### Data provided

--

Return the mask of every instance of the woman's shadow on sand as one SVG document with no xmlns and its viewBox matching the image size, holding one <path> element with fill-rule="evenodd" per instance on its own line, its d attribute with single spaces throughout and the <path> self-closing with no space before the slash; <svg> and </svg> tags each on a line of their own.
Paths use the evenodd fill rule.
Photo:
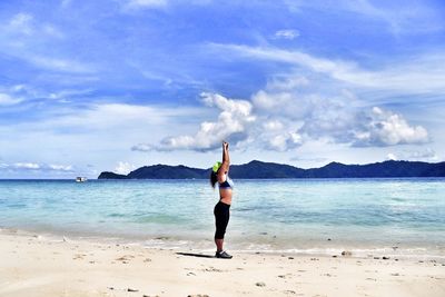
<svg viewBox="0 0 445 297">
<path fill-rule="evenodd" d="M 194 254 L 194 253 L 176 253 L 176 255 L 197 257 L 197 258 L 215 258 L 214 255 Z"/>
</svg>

--

### What to produce
Please write all the records out again with "woman's shadow on sand" replaced by "shadow cast by the woman", keeping everything else the same and leaving out the pictures.

### Solution to this exercise
Return the mask of every instance of the shadow cast by the woman as one SVG document with no xmlns and its viewBox matching the image size, holding one <path> element with fill-rule="evenodd" per instance on its own line, its d attribute with single spaces throughout and the <path> self-closing with no space before the slash; <svg> and </svg> tags each on a line of their own.
Paths use the evenodd fill rule.
Photo:
<svg viewBox="0 0 445 297">
<path fill-rule="evenodd" d="M 194 254 L 194 253 L 176 253 L 176 255 L 197 257 L 197 258 L 215 258 L 214 255 Z"/>
</svg>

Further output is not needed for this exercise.